• _Goal_: What follows is a block of records; reproduce all of it verbatim.

• _Entries provided_:
'''

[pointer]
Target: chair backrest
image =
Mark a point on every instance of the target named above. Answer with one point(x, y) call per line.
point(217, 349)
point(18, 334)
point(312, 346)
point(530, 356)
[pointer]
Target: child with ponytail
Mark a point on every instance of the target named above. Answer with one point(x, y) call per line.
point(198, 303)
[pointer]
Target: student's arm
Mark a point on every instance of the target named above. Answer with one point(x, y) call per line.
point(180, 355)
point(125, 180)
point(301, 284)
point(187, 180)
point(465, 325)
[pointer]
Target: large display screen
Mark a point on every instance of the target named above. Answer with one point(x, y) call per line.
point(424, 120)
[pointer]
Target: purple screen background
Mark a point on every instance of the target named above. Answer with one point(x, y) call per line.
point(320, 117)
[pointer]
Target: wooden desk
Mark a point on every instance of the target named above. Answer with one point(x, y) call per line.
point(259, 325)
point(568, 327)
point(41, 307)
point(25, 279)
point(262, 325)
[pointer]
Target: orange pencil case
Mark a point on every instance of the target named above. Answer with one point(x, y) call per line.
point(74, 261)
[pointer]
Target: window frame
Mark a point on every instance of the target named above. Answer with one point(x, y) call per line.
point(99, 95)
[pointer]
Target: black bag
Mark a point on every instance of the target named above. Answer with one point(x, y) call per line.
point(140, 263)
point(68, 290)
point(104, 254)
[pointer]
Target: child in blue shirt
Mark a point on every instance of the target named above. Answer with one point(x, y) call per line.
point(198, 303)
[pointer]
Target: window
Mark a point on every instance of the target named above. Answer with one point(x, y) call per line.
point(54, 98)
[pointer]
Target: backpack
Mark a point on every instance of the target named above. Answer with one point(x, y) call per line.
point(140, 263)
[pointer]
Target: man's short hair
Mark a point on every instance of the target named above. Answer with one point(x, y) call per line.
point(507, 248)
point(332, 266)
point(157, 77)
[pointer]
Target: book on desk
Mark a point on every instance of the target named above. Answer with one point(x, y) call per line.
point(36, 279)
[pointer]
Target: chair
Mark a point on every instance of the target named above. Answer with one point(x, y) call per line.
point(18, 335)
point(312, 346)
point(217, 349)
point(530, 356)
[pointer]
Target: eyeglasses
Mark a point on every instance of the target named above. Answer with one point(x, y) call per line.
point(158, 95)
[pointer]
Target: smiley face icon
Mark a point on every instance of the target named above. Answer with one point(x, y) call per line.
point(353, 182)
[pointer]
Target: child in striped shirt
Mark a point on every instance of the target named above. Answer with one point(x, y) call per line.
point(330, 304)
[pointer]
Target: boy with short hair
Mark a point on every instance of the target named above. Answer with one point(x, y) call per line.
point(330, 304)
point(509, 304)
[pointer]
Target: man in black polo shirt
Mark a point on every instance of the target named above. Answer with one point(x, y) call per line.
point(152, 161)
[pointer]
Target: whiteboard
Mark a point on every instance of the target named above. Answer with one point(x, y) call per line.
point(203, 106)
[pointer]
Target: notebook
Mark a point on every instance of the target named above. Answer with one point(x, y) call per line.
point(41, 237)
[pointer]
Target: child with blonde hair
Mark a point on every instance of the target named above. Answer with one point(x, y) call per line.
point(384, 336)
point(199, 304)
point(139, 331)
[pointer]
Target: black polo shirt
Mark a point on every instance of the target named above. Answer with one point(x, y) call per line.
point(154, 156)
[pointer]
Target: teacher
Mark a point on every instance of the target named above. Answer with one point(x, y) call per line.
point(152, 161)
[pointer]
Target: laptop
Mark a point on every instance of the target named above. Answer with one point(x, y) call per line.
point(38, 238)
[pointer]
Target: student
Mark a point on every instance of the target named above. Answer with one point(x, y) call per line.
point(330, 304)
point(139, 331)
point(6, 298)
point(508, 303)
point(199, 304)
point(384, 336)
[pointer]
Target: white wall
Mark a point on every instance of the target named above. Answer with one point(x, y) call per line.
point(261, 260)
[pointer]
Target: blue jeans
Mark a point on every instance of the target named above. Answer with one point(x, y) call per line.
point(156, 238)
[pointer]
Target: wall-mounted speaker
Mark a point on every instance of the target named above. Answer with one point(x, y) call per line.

'''

• _Reply to the exercise_:
[pointer]
Target: chair backrest
image =
Mark a point on every instance of the target named above. Answer with one point(x, y) call per line.
point(217, 349)
point(18, 334)
point(312, 346)
point(530, 356)
[pointer]
Target: child with ponytail
Mark a point on every instance of the target named above. Answer with one point(x, y) call per line.
point(198, 303)
[pointer]
Target: student's arm
Mark a point on every instance of the target named above. Answer with one point(x, y) call per line.
point(180, 355)
point(125, 180)
point(301, 284)
point(187, 180)
point(465, 325)
[pointer]
Target: large display screen
Mark a point on every instance of the target named above. Answer with one point(x, y) call per line.
point(424, 120)
[pointer]
Target: purple screen background
Mark a point on every instance of the target named above. Answer with one point(x, y) call per line.
point(320, 117)
[pointer]
Target: wooden desk
Mark a point on every instance of the target named above. Answer with one point(x, y) call per line.
point(259, 325)
point(568, 327)
point(41, 307)
point(25, 279)
point(262, 325)
[pointer]
Target: orange pencil case
Mark a point on every instance of the target named above. Answer with one point(x, y) call per line.
point(74, 261)
[pointer]
Target: window frame
Mark a point on every instance of the target named above. Answer with one point(x, y) call per line.
point(99, 95)
[pointer]
Target: black bag
Mark a point on every instance of the target named above. Answer with one point(x, y) call per line.
point(140, 263)
point(68, 290)
point(104, 254)
[pointer]
Target: child in blue shirt
Mark a point on every instance of the target named above. Answer with one point(x, y) call per line.
point(198, 303)
[pointer]
Target: window
Mark a point on every instance of the target named above. Answer with one point(x, y) call per line.
point(54, 98)
[pointer]
Target: backpack
Mark a point on every instance of the target named above. Answer with one point(x, y) call per line.
point(140, 263)
[pointer]
Target: man's short hair
Mark a point on every instance of the target named above. Answer with one point(x, y) call per line.
point(507, 248)
point(332, 266)
point(157, 77)
[pointer]
Target: book on desk
Mark a point on every instance of the target named above. Answer with one point(x, y) call per line.
point(36, 279)
[pointer]
Target: chair
Mark a point on every instance of the target named above. Answer with one point(x, y) call per line.
point(18, 335)
point(312, 346)
point(217, 349)
point(530, 356)
[pointer]
Target: eyeglasses
Mark a point on every instance of the target named above. Answer with one point(x, y) call per line.
point(158, 95)
[pointer]
Target: smiley face icon
Mark a point on every instance of the target named above. Answer with one point(x, y) call per line.
point(353, 182)
[pointer]
Target: child in striped shirt
Mark a point on every instance of the target named above. Answer with one point(x, y) call per line.
point(330, 304)
[pointer]
Target: boy with short hair
Mark a point on every instance of the target named above. Answer with one point(x, y) call per line.
point(330, 304)
point(509, 304)
[pointer]
Target: man in black polo shirt
Mark a point on every instance of the target named above. Answer with one point(x, y) call per line.
point(152, 161)
[pointer]
Target: whiteboard
Mark a point on every instance of the target named above. Answer with one point(x, y) call per line.
point(203, 106)
[pointer]
Target: notebook
Mark a point on every instance of the target named above. Answer with one point(x, y) call per line.
point(41, 237)
[pointer]
Target: child with blonde hair
Mark a point on every instance of the target named above. Answer with one point(x, y) call per line.
point(384, 336)
point(199, 304)
point(139, 331)
[pointer]
Target: black polo shirt
Mark a point on every instance of the target named above. Answer with one point(x, y) call per line.
point(154, 156)
[pointer]
Target: teacher
Mark a point on every instance of the target named above. Answer with one point(x, y) call per line.
point(152, 161)
[pointer]
Target: laptop
Mark a point on every instance of the target named above. Answer with one point(x, y) call per line.
point(38, 238)
[pointer]
Target: student
Mark a point on every instance of the target named above. Answer with one point(x, y) call per line.
point(330, 304)
point(139, 331)
point(6, 298)
point(508, 303)
point(199, 304)
point(384, 336)
[pointer]
Target: white wall
Mark a point on every instance of the target named above. Answer with one point(x, y) call per line.
point(261, 260)
[pointer]
Target: blue jeans
Mark a point on every instance of the target named above. Answer with one point(x, y) call per line.
point(156, 238)
[pointer]
Target: wall-mounted speaker
Mark a point on every instance of the target named above. Answer with one point(x, y) call per line.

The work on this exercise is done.